**THE TASK:**
Give back only the lines from the one with "Can you find the parked" through the last line of the data, exactly as they appear.
··· AVAILABLE DATA
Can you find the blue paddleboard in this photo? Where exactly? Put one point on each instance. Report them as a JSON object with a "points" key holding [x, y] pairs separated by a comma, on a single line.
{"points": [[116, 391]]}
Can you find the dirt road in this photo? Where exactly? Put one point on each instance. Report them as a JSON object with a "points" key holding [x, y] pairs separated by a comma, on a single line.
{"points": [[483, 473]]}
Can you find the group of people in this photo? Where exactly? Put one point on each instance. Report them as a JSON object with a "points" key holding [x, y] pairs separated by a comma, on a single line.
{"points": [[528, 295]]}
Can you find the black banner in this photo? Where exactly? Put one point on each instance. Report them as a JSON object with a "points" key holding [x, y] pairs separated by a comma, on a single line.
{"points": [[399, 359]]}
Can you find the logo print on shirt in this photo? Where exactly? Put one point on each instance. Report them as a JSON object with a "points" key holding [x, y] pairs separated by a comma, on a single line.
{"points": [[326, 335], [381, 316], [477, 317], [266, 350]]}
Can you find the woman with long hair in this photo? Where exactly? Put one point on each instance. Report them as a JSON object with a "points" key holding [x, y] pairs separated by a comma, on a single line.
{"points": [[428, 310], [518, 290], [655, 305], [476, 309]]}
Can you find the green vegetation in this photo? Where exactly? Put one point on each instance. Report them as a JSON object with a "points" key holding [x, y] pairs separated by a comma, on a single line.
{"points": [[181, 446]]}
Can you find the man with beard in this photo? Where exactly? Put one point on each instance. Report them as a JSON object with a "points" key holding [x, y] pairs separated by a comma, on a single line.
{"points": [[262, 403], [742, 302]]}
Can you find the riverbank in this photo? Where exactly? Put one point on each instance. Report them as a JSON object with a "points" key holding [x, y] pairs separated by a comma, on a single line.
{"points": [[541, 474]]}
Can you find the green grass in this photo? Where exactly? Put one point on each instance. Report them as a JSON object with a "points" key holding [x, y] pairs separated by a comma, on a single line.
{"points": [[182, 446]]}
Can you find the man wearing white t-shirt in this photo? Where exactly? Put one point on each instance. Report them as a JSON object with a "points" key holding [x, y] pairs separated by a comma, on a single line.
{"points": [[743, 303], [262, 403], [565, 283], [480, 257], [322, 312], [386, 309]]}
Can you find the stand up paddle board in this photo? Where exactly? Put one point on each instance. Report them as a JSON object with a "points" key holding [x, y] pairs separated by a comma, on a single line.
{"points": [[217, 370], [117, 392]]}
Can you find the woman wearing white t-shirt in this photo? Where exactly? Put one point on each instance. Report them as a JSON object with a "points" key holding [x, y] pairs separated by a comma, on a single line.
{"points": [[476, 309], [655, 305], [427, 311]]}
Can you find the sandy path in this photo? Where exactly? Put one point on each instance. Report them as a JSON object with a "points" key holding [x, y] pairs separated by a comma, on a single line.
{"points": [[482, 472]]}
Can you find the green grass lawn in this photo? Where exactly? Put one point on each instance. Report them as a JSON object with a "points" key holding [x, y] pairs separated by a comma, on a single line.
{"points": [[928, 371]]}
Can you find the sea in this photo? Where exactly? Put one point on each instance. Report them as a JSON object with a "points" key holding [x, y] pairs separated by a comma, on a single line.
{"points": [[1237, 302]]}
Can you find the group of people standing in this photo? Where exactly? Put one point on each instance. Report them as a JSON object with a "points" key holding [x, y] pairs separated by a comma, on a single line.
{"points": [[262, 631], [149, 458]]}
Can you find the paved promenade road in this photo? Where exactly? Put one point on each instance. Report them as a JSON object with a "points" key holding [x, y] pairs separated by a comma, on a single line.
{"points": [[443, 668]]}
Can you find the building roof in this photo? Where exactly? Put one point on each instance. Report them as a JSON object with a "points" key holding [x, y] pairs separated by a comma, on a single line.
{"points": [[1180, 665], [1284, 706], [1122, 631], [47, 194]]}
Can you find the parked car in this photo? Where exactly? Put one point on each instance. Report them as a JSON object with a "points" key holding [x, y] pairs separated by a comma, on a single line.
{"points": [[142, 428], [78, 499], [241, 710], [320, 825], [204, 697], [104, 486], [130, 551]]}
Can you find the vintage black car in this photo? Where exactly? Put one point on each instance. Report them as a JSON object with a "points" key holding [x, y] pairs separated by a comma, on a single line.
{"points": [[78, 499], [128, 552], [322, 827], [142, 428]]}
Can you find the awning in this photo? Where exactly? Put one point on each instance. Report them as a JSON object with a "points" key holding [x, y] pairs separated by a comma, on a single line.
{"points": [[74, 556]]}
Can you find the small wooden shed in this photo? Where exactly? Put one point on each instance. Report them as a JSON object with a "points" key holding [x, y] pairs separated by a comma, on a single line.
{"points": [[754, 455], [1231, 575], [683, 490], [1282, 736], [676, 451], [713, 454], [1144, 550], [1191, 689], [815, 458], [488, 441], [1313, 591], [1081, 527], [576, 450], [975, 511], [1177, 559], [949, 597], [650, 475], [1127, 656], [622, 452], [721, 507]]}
······
**RESPONSE TO THE EXERCISE:**
Can you find the parked car in this photo? Where exactly? Put one point on each instance. Report them as a JSON object with a "points" key holding [x, y] pairs separated by a comma, on a single line.
{"points": [[142, 428], [78, 499], [241, 710], [320, 825], [204, 697], [104, 486], [130, 551]]}
Can you find the vintage black car in this photo? Where exactly? Put one point on each instance. Report them as a JSON object with a "points" key holding [x, y] pairs separated by a comma, on a single line.
{"points": [[78, 499], [128, 552], [322, 827], [142, 428]]}
Can you find the awning in this photo? Where exactly? Put one point on each instance. Report them as a JSON object with a "points" key holding [x, y] pairs separated by a comma, on a single line.
{"points": [[74, 556]]}
Can you find the small wooden shed in this photo? Where exactly? Put one point on each instance. Report them as a JSON object with a "points" key holding [x, y] pairs separated by a comma, on a single line.
{"points": [[754, 455], [1231, 575], [683, 490], [1282, 736], [676, 451], [713, 454], [1144, 550], [1191, 689], [815, 458], [488, 441], [1313, 591], [1081, 527], [576, 450], [975, 511], [1177, 559], [949, 597], [650, 475], [1127, 656], [622, 452], [721, 507]]}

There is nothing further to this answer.